- _DIRECTIONS_:
Once you have read the data below, write it all out exactly.

+++ RECORDS FOR THIS EXERCISE +++

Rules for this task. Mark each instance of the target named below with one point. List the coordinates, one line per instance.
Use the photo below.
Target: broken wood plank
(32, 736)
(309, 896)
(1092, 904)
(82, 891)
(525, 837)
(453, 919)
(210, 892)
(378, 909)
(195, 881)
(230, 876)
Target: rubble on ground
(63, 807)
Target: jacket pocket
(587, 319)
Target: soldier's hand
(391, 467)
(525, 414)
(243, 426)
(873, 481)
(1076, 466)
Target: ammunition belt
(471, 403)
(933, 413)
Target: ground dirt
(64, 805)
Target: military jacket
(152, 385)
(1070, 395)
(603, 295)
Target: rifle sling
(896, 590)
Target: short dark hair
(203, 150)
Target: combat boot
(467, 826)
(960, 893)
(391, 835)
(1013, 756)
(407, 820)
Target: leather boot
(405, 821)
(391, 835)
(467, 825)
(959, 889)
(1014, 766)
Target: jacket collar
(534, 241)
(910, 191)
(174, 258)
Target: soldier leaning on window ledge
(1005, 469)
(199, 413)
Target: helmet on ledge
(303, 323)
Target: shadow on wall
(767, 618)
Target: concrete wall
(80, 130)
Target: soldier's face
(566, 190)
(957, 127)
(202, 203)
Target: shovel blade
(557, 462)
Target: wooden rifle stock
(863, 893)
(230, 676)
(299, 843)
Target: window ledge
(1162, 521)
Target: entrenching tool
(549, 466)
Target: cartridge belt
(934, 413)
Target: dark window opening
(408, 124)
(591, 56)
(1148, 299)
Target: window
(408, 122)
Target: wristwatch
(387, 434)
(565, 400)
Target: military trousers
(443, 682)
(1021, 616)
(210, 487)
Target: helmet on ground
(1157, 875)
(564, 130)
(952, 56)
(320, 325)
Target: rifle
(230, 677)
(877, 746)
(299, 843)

+++

- _YOUR SOLUTION_:
Rules for this task. Mark each instance of the target named below with one point. List the coordinates, one line per instance.
Use the photo below.
Target: broken wood plank
(32, 736)
(309, 896)
(1092, 904)
(82, 891)
(525, 837)
(453, 919)
(210, 892)
(378, 909)
(195, 881)
(230, 876)
Target: rubble on ground
(63, 807)
Target: jacket pocket
(587, 319)
Target: soldier's hand
(391, 467)
(525, 414)
(243, 426)
(873, 481)
(1076, 466)
Target: ammunition belt
(471, 403)
(933, 413)
Target: ground dirt
(64, 805)
Target: military jacket
(152, 385)
(1070, 395)
(603, 295)
Target: rifle sling
(896, 590)
Target: short dark hair
(203, 150)
Target: combat boot
(467, 826)
(960, 893)
(391, 835)
(1013, 756)
(407, 820)
Target: leather boot
(405, 821)
(391, 835)
(467, 825)
(959, 889)
(1014, 766)
Target: jacket collar
(534, 241)
(910, 191)
(174, 258)
Target: soldier leaning on window ledge
(1005, 469)
(199, 413)
Target: helmet on ledge
(303, 323)
Target: shadow on wall
(767, 618)
Target: concrete wall
(80, 130)
Target: soldier's face
(566, 190)
(957, 127)
(202, 203)
Target: shovel blade
(557, 462)
Target: wooden rifle stock
(863, 893)
(230, 676)
(299, 843)
Target: window ledge
(1162, 521)
Target: entrenching tool
(549, 466)
Target: cartridge belt
(934, 413)
Target: dark window opening
(408, 124)
(591, 56)
(1148, 299)
Target: window
(408, 122)
Target: wristwatch
(387, 434)
(565, 400)
Target: military trousers
(443, 682)
(1021, 616)
(210, 487)
Target: helmet on ground
(1157, 875)
(564, 130)
(952, 56)
(320, 325)
Target: rifle
(230, 677)
(877, 746)
(299, 843)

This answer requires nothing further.